* **TASK PROMPT**
Take the line containing "Exercise. Mark the chain" and every line after it to the end of the data, and write them out exactly as they appear.

++++++++++++++++++++

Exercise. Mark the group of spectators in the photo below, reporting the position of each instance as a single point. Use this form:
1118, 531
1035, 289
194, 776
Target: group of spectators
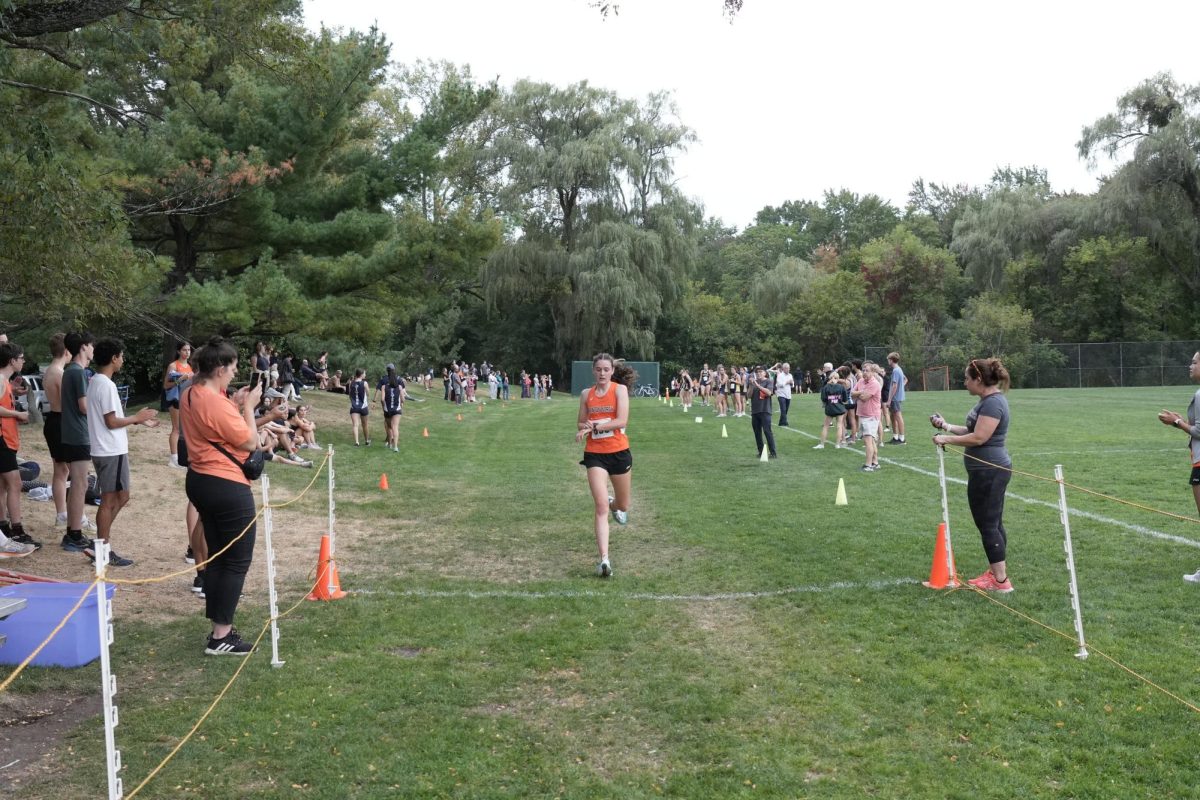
460, 380
211, 431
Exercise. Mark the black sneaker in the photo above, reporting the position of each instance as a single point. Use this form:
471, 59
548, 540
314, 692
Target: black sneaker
19, 535
229, 645
76, 542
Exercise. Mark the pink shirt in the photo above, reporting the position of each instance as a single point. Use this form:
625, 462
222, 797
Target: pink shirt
868, 395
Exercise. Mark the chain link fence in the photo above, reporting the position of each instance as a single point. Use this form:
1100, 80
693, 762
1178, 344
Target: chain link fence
1066, 365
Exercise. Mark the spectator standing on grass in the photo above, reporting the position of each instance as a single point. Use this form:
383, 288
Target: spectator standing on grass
216, 428
52, 427
359, 409
111, 440
604, 414
761, 389
13, 539
895, 398
867, 392
784, 384
175, 377
1189, 425
989, 468
76, 441
833, 396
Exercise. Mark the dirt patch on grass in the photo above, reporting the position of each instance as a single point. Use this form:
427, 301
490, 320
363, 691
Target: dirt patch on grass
30, 727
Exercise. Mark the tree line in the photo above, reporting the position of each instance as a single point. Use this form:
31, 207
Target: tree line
196, 168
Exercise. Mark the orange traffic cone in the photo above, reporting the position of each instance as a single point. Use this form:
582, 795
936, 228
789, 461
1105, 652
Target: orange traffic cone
322, 590
942, 575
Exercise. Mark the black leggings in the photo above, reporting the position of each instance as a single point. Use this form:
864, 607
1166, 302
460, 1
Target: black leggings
985, 494
226, 507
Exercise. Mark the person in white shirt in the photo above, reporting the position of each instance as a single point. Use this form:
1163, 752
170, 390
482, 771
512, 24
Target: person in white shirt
109, 440
784, 382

++++++++++++++++++++

* **WRITTEN ANSWER**
Exercise. Mark the chain link fence in the photo above, reporting the position of each instance as a single point. Use this form:
1100, 80
693, 762
1178, 344
Target: chain link fence
1066, 365
Exercise. Mark the spectator standing on grass in the photo above, reporting the position of each instance as a single point. Use this form:
383, 288
Target: spectator standing on grass
216, 428
52, 427
359, 409
111, 440
604, 414
761, 389
13, 539
895, 398
867, 392
784, 384
175, 377
1189, 425
989, 468
76, 441
833, 396
Exercise. Mark the dirt patch on grass in the photo above, reporting the position of each instance as a single point. Use this form:
427, 301
490, 320
363, 691
Target: dirt patch on grass
30, 727
Exercise. Mark the tree line in the photo above, reporting the position of each instance as a single point. Use this form:
31, 207
Target: tree line
196, 168
Exercise. Mark the orange traffic cone in the photo above, reporting the position of each instance as a single point. Use this form:
582, 795
936, 228
789, 461
1105, 652
Target: orange traffic cone
322, 590
942, 575
Exercise. Mark the black leggings in the photo above, reporting the position of each instance as a single point. Use this form:
864, 607
1166, 302
460, 1
Target: black leggings
985, 494
226, 507
Exercise. Mark the person in white shirt in the photo above, reporting the position of each instance as a single point. Use this form:
1163, 752
170, 390
482, 771
512, 24
Target: person in white shirt
109, 440
784, 382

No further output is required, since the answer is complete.